__What needs to be done__: Reproduce word for word the portion of the forum thread on summing a series that begins with the words "The first 3 terms of a series are" and ends with "Hello, Stuck Man!".

__Passage provided__:
--- Begin ---
The first 3 terms of a series are given and the sum to n terms equation. Can someone explain what this technique does? It obviously divides each factor with n in it by n.
Hello, Stuck Man!
$\displaystyle \text{Given: the first 3 terms of a series and the sum to }n\text{ terms formula.}$
$\displaystyle \text{Can someone explain what this technique does?}$
What is your question?
Do you want their solution explained?
$\displaystyle \displaystyle}\frac{5}{2\cdot3\cdot4} + \frac{7}{3\cdot4\cdot5} + \frac{9}{4\cdot5\cdot6} + \hdots$
$\displaystyle S_n \;=\;\dfrac{(2n+3)(2n+5)}{2(n+2)(n+3)} - \dfrac{5}{4}$
$\displaystyle \text{Find the sum of the series to infinity.}$
$\displaystyle \text{Write }S_n \text{ as: }\;\displaystyle \frac{(2+\frac{3}{n})(2+\frac{5}{n})}{2(1+\frac{2} {n})(1+\frac{3}{n})} - \frac{4}{5}$
$\displaystyle \text{Show that: }\;\displaystyle{\lim_{n\to\infty} S_n \;=\;\frac{3}{4}$
They gave us this formula: .$\displaystyle S_n \;=\;\dfrac{(2n+3)(2n+5)}{2(n+2)(n+3)} $
Divide numerator and denominator by $\displaystyle n^2\!:$
. . $\displaystyle \displaystyle S_n \;=\; \frac{(\frac{2n+3}{n})(\frac{2n+5}{n})}{2(\frac{n+ 2}{n})(\frac{n+3}{n})}-\frac{4}{5} \;=\; \frac{(2+\frac{3}{n})(2+\frac{5}{n})}{2(1+\frac{2} {n})(1+\frac{3}{n})} - \frac{4}{5} $
Take the limit:
. . $\displaystyle \displaystyle \lim_{n\to\infty} S_n \;=\;\lim_{n\to\infty}\frac{(2+\frac{3}{n})(2+\fra c{5}{n})}{2(1+\frac{2}{n})(1+\frac{3}{n})} - \frac{5}{4}$
. . . . . . . . $\displaystyle \displaystyle =\; \frac{(2+0)(2+0)}{2(1+0)(1+0)} - \frac{5}{4} \;\;=\;\;\frac{4}{2} - \frac{5}{4} \;\;=\;\;\frac{3}{4}$
--- End ---
__Dataset rows__:
--- Begin ---
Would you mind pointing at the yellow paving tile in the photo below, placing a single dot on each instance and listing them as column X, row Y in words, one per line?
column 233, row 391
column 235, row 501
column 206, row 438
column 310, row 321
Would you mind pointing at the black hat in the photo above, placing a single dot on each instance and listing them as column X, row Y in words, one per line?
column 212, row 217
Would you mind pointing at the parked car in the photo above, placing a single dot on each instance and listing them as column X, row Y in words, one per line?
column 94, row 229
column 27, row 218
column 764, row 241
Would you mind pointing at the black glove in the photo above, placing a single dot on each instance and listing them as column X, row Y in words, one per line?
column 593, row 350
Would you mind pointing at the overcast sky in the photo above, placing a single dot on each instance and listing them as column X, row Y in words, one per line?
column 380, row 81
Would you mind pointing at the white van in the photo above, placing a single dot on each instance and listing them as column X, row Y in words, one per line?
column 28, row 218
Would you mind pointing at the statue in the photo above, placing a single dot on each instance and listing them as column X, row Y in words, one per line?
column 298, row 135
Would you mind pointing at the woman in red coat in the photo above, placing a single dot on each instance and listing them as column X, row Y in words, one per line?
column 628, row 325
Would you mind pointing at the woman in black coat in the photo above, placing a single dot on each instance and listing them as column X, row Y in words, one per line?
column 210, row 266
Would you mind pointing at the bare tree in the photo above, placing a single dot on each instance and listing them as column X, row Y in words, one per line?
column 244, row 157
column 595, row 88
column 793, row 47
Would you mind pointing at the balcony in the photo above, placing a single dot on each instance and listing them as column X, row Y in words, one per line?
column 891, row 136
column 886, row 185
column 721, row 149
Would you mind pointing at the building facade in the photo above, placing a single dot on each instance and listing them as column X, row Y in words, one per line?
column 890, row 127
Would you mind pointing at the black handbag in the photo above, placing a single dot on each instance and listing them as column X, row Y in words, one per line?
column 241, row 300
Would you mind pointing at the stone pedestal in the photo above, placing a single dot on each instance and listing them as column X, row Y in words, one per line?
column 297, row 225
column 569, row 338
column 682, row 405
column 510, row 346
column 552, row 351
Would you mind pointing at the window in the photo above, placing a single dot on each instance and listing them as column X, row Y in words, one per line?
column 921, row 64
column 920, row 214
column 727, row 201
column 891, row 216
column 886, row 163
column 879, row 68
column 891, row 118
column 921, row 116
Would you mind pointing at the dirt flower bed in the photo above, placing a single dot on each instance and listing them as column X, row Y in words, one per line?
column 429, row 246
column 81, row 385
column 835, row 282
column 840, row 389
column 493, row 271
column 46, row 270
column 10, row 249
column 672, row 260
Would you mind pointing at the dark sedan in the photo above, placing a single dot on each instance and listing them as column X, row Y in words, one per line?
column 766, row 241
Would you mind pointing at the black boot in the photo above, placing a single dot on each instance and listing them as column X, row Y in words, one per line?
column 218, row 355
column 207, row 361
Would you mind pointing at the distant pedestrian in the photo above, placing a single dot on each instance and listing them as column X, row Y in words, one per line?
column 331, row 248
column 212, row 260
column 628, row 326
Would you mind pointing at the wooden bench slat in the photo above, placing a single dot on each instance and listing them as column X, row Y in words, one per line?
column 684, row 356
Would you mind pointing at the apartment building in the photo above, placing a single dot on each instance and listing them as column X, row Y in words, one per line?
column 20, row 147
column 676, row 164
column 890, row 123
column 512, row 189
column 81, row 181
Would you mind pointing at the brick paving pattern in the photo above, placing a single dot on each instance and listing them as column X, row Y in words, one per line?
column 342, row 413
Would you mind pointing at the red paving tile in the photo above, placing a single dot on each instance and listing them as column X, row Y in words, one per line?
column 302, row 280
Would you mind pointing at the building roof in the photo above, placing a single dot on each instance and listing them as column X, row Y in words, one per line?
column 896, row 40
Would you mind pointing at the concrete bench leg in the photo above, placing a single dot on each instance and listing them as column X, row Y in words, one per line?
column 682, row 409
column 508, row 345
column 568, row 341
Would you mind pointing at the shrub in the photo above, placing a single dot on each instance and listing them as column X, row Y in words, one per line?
--- End ---
--- Begin ---
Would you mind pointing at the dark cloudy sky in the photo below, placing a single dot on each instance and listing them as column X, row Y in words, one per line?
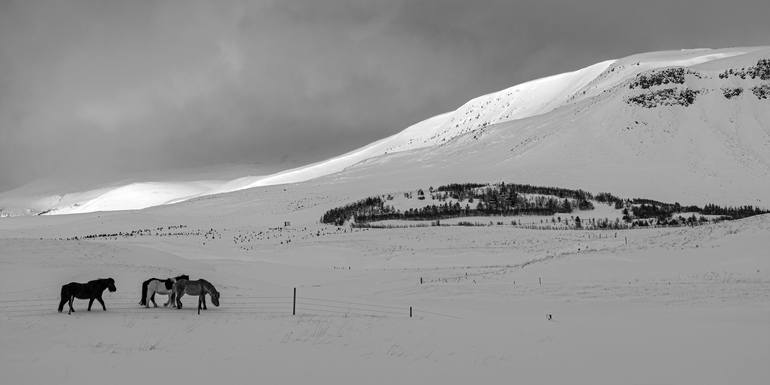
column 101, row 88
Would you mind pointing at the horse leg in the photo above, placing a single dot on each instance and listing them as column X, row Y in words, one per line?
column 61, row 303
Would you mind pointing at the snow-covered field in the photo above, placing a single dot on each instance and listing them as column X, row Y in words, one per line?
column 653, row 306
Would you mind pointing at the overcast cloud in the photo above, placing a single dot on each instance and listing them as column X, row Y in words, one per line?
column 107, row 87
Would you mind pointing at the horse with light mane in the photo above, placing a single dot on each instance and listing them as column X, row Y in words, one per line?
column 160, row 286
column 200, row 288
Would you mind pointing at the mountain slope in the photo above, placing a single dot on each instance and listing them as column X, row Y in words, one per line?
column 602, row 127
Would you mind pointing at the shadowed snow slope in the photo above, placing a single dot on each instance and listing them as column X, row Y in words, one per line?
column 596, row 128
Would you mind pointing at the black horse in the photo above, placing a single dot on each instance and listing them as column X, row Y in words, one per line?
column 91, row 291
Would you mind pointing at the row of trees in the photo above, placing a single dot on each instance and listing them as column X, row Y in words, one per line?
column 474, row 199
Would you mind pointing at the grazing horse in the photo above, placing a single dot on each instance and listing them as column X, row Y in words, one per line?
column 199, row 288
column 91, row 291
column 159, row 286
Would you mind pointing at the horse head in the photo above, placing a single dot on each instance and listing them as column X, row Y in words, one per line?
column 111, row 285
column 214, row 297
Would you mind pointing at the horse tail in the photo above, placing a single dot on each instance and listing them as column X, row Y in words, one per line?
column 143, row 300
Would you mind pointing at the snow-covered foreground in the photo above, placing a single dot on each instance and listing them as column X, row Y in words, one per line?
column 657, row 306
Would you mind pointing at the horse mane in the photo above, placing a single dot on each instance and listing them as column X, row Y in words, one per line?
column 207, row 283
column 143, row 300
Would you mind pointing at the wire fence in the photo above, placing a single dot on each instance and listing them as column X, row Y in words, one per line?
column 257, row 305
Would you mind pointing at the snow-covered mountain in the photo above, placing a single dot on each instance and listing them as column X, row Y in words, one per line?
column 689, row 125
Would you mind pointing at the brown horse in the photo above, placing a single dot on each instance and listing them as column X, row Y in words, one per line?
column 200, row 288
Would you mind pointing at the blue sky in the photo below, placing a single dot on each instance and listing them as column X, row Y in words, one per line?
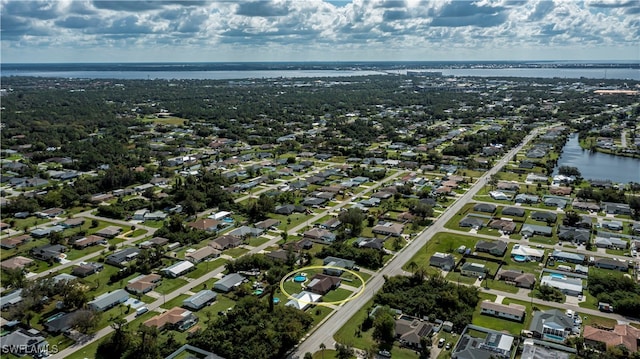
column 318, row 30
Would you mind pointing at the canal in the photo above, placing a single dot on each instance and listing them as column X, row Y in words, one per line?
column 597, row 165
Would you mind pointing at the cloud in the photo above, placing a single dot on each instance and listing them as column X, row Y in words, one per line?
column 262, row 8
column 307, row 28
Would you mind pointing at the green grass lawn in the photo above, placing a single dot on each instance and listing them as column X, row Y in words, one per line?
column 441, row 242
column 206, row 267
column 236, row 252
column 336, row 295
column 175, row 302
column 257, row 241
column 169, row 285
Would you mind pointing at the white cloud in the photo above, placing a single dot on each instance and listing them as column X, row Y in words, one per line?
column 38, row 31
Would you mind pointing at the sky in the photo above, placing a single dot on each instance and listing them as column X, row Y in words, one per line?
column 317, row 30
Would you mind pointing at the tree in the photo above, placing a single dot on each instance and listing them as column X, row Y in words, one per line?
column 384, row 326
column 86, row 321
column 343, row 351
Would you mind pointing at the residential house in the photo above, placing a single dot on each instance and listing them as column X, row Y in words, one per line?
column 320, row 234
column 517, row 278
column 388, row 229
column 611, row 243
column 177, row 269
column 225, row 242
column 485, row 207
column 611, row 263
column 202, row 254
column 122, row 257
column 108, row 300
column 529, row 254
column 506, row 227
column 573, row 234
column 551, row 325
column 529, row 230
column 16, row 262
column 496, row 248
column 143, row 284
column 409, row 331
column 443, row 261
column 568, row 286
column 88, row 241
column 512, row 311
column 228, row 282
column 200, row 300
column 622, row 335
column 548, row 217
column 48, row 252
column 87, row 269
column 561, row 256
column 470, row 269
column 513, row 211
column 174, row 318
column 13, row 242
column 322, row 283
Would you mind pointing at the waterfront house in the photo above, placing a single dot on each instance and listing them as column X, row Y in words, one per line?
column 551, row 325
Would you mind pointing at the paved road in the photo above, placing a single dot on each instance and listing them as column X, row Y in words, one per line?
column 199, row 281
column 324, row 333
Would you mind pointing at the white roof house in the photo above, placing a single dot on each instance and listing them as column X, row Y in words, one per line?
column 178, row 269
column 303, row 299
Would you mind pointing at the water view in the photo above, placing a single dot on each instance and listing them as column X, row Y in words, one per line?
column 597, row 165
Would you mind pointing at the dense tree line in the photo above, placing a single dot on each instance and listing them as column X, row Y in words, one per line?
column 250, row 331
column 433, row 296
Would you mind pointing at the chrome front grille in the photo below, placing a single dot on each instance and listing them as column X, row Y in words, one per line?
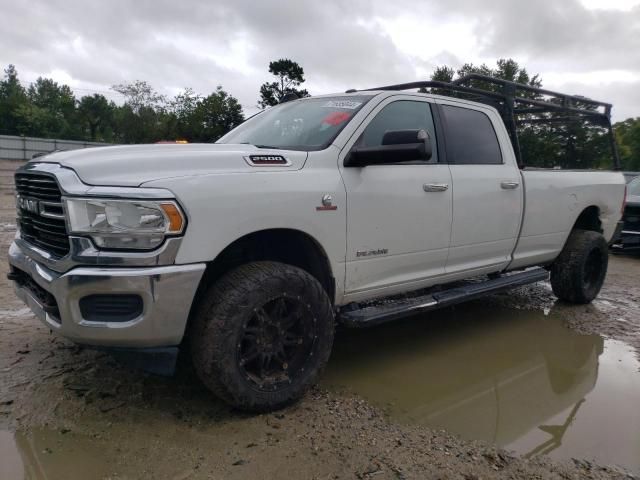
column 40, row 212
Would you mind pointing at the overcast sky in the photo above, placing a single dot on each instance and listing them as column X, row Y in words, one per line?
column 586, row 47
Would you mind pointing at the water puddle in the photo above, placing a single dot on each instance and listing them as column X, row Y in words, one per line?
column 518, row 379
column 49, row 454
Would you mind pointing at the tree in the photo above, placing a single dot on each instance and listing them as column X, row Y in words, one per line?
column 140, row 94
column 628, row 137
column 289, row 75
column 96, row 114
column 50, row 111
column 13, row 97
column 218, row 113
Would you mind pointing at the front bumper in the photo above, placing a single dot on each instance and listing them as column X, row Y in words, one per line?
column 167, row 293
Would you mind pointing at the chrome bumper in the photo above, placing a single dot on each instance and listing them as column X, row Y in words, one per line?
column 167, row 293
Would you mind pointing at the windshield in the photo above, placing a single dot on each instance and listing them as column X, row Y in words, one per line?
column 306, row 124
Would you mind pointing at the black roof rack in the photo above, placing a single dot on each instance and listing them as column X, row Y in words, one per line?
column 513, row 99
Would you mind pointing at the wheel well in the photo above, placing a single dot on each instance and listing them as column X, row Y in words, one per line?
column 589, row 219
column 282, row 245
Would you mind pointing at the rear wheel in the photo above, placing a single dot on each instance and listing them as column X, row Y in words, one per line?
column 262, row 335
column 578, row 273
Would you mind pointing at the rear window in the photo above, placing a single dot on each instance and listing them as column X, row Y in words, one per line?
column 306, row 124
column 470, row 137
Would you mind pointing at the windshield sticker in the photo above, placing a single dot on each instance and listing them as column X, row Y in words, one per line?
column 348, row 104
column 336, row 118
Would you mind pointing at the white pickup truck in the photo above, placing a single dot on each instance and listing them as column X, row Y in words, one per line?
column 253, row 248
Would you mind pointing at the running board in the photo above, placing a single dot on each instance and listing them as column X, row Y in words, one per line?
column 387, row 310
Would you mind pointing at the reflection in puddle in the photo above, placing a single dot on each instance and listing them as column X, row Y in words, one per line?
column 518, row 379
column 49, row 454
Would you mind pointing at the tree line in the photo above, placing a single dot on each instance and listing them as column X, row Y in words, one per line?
--- End ---
__Problem solution__:
The first 3 terms of a series are given and the sum to n terms equation. Can someone explain what this technique does? It obviously divides each factor with n in it by n.
Hello, Stuck Man!